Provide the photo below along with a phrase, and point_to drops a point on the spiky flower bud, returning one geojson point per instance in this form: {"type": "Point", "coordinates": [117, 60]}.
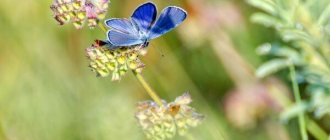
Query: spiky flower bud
{"type": "Point", "coordinates": [79, 11]}
{"type": "Point", "coordinates": [117, 62]}
{"type": "Point", "coordinates": [163, 122]}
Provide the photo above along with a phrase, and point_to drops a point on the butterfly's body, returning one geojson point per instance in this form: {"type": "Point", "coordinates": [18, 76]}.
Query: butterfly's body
{"type": "Point", "coordinates": [143, 26]}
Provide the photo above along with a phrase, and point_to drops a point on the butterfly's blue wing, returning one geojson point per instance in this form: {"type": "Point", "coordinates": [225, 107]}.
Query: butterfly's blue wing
{"type": "Point", "coordinates": [123, 33]}
{"type": "Point", "coordinates": [144, 16]}
{"type": "Point", "coordinates": [170, 18]}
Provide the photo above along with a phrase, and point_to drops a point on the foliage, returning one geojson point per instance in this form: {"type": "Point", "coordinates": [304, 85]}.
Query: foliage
{"type": "Point", "coordinates": [304, 29]}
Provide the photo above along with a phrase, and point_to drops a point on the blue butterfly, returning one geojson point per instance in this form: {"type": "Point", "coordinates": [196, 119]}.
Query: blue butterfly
{"type": "Point", "coordinates": [143, 26]}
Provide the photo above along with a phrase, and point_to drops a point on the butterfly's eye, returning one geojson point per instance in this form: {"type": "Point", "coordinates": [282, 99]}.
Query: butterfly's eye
{"type": "Point", "coordinates": [174, 109]}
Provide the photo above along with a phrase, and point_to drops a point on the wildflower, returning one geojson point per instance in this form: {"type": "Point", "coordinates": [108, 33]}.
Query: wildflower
{"type": "Point", "coordinates": [105, 61]}
{"type": "Point", "coordinates": [79, 11]}
{"type": "Point", "coordinates": [162, 122]}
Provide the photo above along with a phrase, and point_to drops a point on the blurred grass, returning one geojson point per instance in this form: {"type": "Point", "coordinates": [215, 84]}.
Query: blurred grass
{"type": "Point", "coordinates": [47, 91]}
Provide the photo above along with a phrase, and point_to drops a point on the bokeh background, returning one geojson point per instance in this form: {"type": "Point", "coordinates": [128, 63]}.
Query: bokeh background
{"type": "Point", "coordinates": [47, 91]}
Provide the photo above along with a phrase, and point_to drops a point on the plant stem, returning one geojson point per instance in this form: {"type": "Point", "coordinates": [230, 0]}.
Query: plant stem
{"type": "Point", "coordinates": [316, 130]}
{"type": "Point", "coordinates": [301, 120]}
{"type": "Point", "coordinates": [102, 27]}
{"type": "Point", "coordinates": [149, 90]}
{"type": "Point", "coordinates": [143, 82]}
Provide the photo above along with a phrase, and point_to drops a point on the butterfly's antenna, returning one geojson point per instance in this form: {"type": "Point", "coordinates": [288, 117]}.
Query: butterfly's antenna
{"type": "Point", "coordinates": [160, 51]}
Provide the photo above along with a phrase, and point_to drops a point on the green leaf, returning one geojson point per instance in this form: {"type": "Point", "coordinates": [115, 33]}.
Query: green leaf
{"type": "Point", "coordinates": [271, 67]}
{"type": "Point", "coordinates": [266, 20]}
{"type": "Point", "coordinates": [296, 35]}
{"type": "Point", "coordinates": [266, 5]}
{"type": "Point", "coordinates": [325, 16]}
{"type": "Point", "coordinates": [293, 111]}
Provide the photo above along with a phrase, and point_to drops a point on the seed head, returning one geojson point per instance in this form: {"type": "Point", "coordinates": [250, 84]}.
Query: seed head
{"type": "Point", "coordinates": [79, 11]}
{"type": "Point", "coordinates": [163, 122]}
{"type": "Point", "coordinates": [115, 62]}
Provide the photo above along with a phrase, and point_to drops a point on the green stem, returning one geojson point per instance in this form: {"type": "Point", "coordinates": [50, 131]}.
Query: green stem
{"type": "Point", "coordinates": [149, 90]}
{"type": "Point", "coordinates": [302, 124]}
{"type": "Point", "coordinates": [102, 27]}
{"type": "Point", "coordinates": [143, 82]}
{"type": "Point", "coordinates": [316, 130]}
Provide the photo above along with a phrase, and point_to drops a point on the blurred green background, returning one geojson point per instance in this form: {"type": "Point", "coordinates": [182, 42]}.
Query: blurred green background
{"type": "Point", "coordinates": [47, 91]}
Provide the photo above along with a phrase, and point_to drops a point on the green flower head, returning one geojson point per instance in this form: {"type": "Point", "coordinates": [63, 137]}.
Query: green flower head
{"type": "Point", "coordinates": [115, 62]}
{"type": "Point", "coordinates": [163, 122]}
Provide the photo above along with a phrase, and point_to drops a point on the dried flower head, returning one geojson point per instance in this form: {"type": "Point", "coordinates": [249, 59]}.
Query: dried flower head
{"type": "Point", "coordinates": [105, 61]}
{"type": "Point", "coordinates": [162, 122]}
{"type": "Point", "coordinates": [79, 11]}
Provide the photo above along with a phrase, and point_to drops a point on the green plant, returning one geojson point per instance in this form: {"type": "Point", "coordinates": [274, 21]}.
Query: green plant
{"type": "Point", "coordinates": [304, 27]}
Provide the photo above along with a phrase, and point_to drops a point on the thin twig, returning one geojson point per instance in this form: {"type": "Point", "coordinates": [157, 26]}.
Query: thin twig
{"type": "Point", "coordinates": [296, 92]}
{"type": "Point", "coordinates": [149, 90]}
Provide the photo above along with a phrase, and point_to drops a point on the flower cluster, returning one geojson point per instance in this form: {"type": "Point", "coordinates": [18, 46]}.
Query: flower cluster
{"type": "Point", "coordinates": [79, 11]}
{"type": "Point", "coordinates": [105, 61]}
{"type": "Point", "coordinates": [162, 122]}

• [YOUR GOAL] Return the lines above as a JSON list of strings, one string per line, leaving out blank lines and the pictures.

• [EXPECTED OUTPUT]
[
  "Provide the photo below along with a phrase, and point_to drops a point on the spiky flower bud, returning one geojson point per instance in this form: {\"type\": \"Point\", \"coordinates\": [117, 60]}.",
  "Query: spiky flower bud",
  "{\"type\": \"Point\", \"coordinates\": [79, 11]}",
  "{\"type\": \"Point\", \"coordinates\": [117, 62]}",
  "{\"type\": \"Point\", \"coordinates\": [163, 122]}",
  "Provide the photo above along with a phrase, and point_to drops a point on the butterfly's body, returning one geojson point per instance in this form: {\"type\": \"Point\", \"coordinates\": [18, 76]}.",
  "Query: butterfly's body",
  "{\"type\": \"Point\", \"coordinates\": [143, 26]}",
  "Provide the photo above along with a phrase, and point_to drops a point on the butterfly's blue wing, returning one geojson point per instance in this form: {\"type\": \"Point\", \"coordinates\": [225, 107]}.",
  "Query: butterfly's blue wing",
  "{\"type\": \"Point\", \"coordinates\": [123, 33]}",
  "{\"type\": \"Point\", \"coordinates\": [144, 16]}",
  "{\"type\": \"Point\", \"coordinates\": [170, 18]}",
  "Provide the photo above along with a phrase, and point_to drops a point on the foliage, returning one geojson point per instance in this form: {\"type\": \"Point\", \"coordinates\": [304, 85]}.",
  "Query: foliage",
  "{\"type\": \"Point\", \"coordinates\": [304, 29]}",
  "Provide the photo above along with a phrase, and point_to drops a point on the blue butterfly, returning one geojson point per instance in this form: {\"type\": \"Point\", \"coordinates\": [196, 119]}.",
  "Query: blue butterfly",
  "{\"type\": \"Point\", \"coordinates\": [143, 26]}",
  "Provide the photo above along with a phrase, and point_to drops a point on the butterfly's eye, returning one geojson point per instance in this form: {\"type\": \"Point\", \"coordinates\": [282, 99]}.",
  "Query: butterfly's eye",
  "{\"type\": \"Point\", \"coordinates\": [174, 109]}",
  "Provide the photo above along with a phrase, and point_to drops a point on the wildflower, returning one geojson point per instance in this form: {\"type\": \"Point\", \"coordinates\": [108, 33]}.",
  "Query: wildflower",
  "{\"type\": \"Point\", \"coordinates\": [105, 61]}",
  "{\"type\": \"Point\", \"coordinates\": [79, 11]}",
  "{\"type\": \"Point\", \"coordinates\": [162, 122]}",
  "Provide the photo above along with a phrase, and point_to drops a point on the blurred grass, returning one geojson point per instance in this form: {\"type\": \"Point\", \"coordinates\": [215, 84]}.",
  "Query: blurred grass",
  "{\"type\": \"Point\", \"coordinates\": [47, 91]}",
  "Provide the photo above along with a phrase, and point_to drops a point on the bokeh background, returning one geojson point per instance in this form: {\"type\": \"Point\", \"coordinates\": [128, 63]}.",
  "Query: bokeh background",
  "{\"type\": \"Point\", \"coordinates\": [47, 91]}",
  "Provide the photo above along with a phrase, and point_to drops a point on the plant stem, returning one geojson point per instance in this form: {\"type\": \"Point\", \"coordinates\": [230, 0]}.",
  "Query: plant stem",
  "{\"type\": \"Point\", \"coordinates\": [316, 130]}",
  "{\"type\": \"Point\", \"coordinates\": [301, 120]}",
  "{\"type\": \"Point\", \"coordinates\": [102, 27]}",
  "{\"type\": \"Point\", \"coordinates\": [149, 90]}",
  "{\"type\": \"Point\", \"coordinates\": [143, 82]}",
  "Provide the photo above along with a phrase, and point_to drops a point on the butterfly's antenna, returning one geojson point per instance in this form: {\"type\": \"Point\", \"coordinates\": [288, 117]}.",
  "Query: butterfly's antenna",
  "{\"type\": \"Point\", \"coordinates\": [160, 51]}",
  "Provide the photo above along with a phrase, and point_to drops a point on the green leaf, returning one geojson point per instance in this form: {\"type\": \"Point\", \"coordinates\": [115, 33]}.",
  "Query: green leaf",
  "{\"type\": \"Point\", \"coordinates\": [271, 67]}",
  "{\"type\": \"Point\", \"coordinates\": [266, 20]}",
  "{\"type\": \"Point\", \"coordinates\": [296, 35]}",
  "{\"type\": \"Point\", \"coordinates\": [266, 5]}",
  "{\"type\": \"Point\", \"coordinates\": [325, 16]}",
  "{\"type\": \"Point\", \"coordinates\": [293, 111]}",
  "Provide the photo above along with a phrase, and point_to drops a point on the seed head, returning one geojson point per instance in this form: {\"type\": \"Point\", \"coordinates\": [250, 84]}.",
  "Query: seed head",
  "{\"type\": \"Point\", \"coordinates\": [79, 11]}",
  "{\"type\": \"Point\", \"coordinates\": [163, 122]}",
  "{\"type\": \"Point\", \"coordinates\": [115, 62]}",
  "Provide the photo above along with a phrase, and point_to drops a point on the green stem, returning one geojson point per instance in this form: {\"type\": \"Point\", \"coordinates\": [50, 131]}.",
  "Query: green stem",
  "{\"type\": \"Point\", \"coordinates\": [149, 90]}",
  "{\"type\": \"Point\", \"coordinates\": [302, 124]}",
  "{\"type\": \"Point\", \"coordinates\": [102, 27]}",
  "{\"type\": \"Point\", \"coordinates\": [143, 82]}",
  "{\"type\": \"Point\", \"coordinates\": [316, 130]}",
  "Provide the photo above along with a phrase, and point_to drops a point on the blurred green background, returning one geojson point per instance in this form: {\"type\": \"Point\", \"coordinates\": [182, 42]}.",
  "Query: blurred green background",
  "{\"type\": \"Point\", \"coordinates\": [47, 91]}",
  "Provide the photo above along with a phrase, and point_to drops a point on the green flower head, returning one geojson point per instance in this form: {\"type\": \"Point\", \"coordinates\": [63, 137]}.",
  "Query: green flower head",
  "{\"type\": \"Point\", \"coordinates\": [115, 62]}",
  "{\"type\": \"Point\", \"coordinates\": [163, 122]}",
  "Provide the photo above along with a phrase, and point_to drops a point on the dried flower head, returning one geojson point per instance in this form: {\"type\": \"Point\", \"coordinates\": [249, 59]}.",
  "Query: dried flower head",
  "{\"type\": \"Point\", \"coordinates\": [105, 61]}",
  "{\"type\": \"Point\", \"coordinates\": [162, 122]}",
  "{\"type\": \"Point\", \"coordinates\": [79, 11]}",
  "Provide the photo above along with a phrase, and point_to drops a point on the green plant, returning one geojson point per instance in this form: {\"type\": \"Point\", \"coordinates\": [274, 21]}.",
  "Query: green plant",
  "{\"type\": \"Point\", \"coordinates\": [304, 27]}",
  "Provide the photo above along with a phrase, and point_to drops a point on the thin twig, returning one geojson point per instance in this form: {\"type\": \"Point\", \"coordinates\": [157, 26]}.",
  "Query: thin twig",
  "{\"type\": \"Point\", \"coordinates\": [296, 92]}",
  "{\"type\": \"Point\", \"coordinates\": [149, 90]}",
  "Provide the photo above along with a phrase, and point_to drops a point on the flower cluster, returning one geojson point per instance in this form: {\"type\": \"Point\", \"coordinates\": [18, 46]}.",
  "Query: flower cluster",
  "{\"type\": \"Point\", \"coordinates\": [79, 11]}",
  "{\"type\": \"Point\", \"coordinates\": [105, 61]}",
  "{\"type\": \"Point\", \"coordinates\": [162, 122]}"
]